**TEXT TO READ**
[Begin]

The eight-day Windows XP install

While this could be a fun rant on why certain software vendors mistreat their customers, or a screed on how all hardware is out to get us, I just thought I’d post some notes on neat stuff I’ve learned during the process, and some links to cool resrources for those in similar dire straits.

Like most small development shops, we’ve got a clutter of older machines sitting around collecting dust: too slow, broken or buggy to use, too functional to throw away. As part of one software development project, we needed to set up a couple of test machines, clean of our software, to confirm that clean installs would install and configure all the needed components.

We picked an HP Omnibook 7100: PII-266, 192 Mb RAM, 7.5 GB hard drive, PCMCIA 100 Mbps Ethernet. The Omnibook’s a bit poky for day to day use, and the combination CD-ROM and floppy unit flaky (this is the second one, the first having been replaced at great expense. Seems like a failure-prone device). Our goal was to have a repeatable test platform, so we wanted to be able to make a snapshot of a clean and configured operating system image, and then restore to that point when needed. While Windows XP is the primary target market for our application, some clients are using Windows 98, so image of both would be ideal.

[End]

**DATA**
[Begin]

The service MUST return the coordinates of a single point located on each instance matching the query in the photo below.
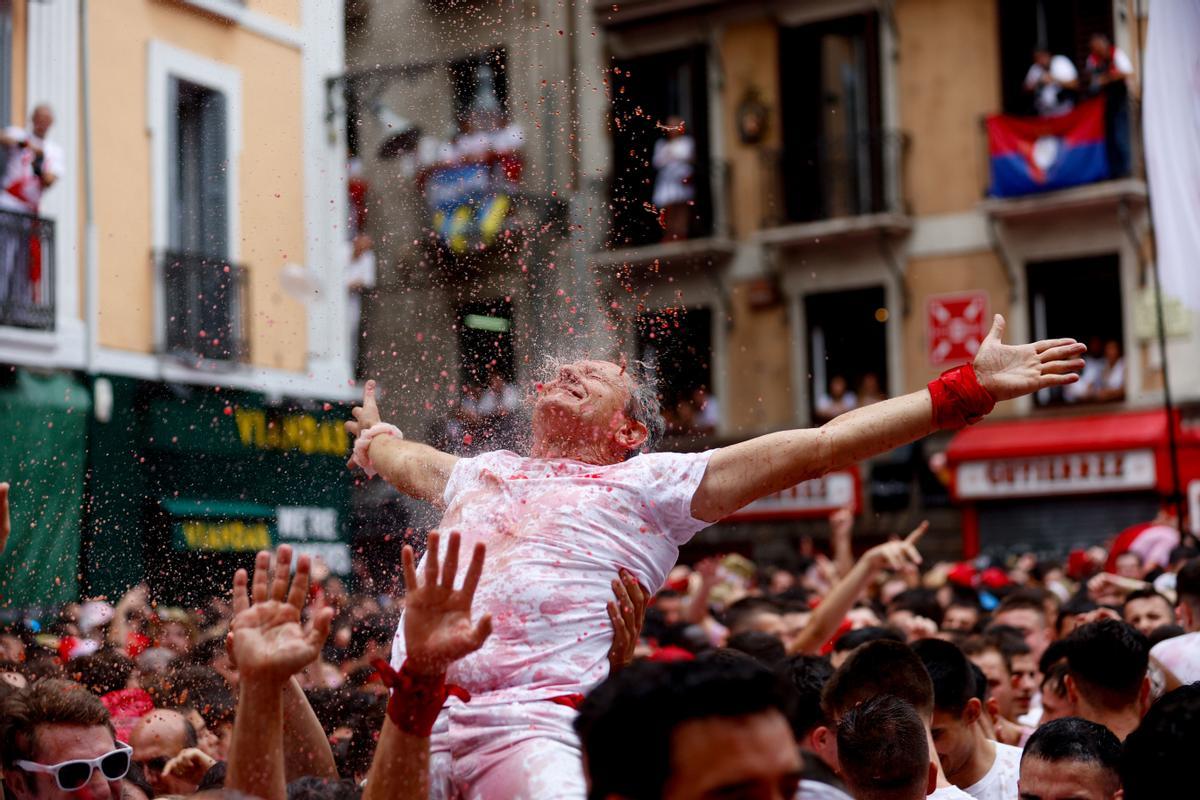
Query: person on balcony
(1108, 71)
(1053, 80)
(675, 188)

[End]
[Begin]

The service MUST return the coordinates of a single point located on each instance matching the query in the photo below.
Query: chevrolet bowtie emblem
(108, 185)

[End]

**THE TASK**
Write the next part of the account of the eight-day Windows XP install, starting after its last sentence.

**RESULT FOR THIS TASK**
The CD-ROM was an older model, and only reliably read 650-Mb formatted CD-ROMs, not the more common 700-Mb extended images. I discovered that in a botched install of Libranet, which needed the extra space and so failed to install cleanly.

I needed to start by blowing away the machine, creating partitions, and installing from there. http://www.bootdisk.com to the rescue! Bootdisk.com has images available for most variations of Windows, and some modified disks with very handy utilities on them. A PayPal contribution of $3 will give you access to even more “bonus” material. Check them out.

Win98se boot floppy in hand, I restarted the machine and… failed. Floppy disk was unreadable. A couple of tries, reformatting in different machines, using different media, no joy. The floppy reader was likely history. Didn’t floppy disks used to be more reliable?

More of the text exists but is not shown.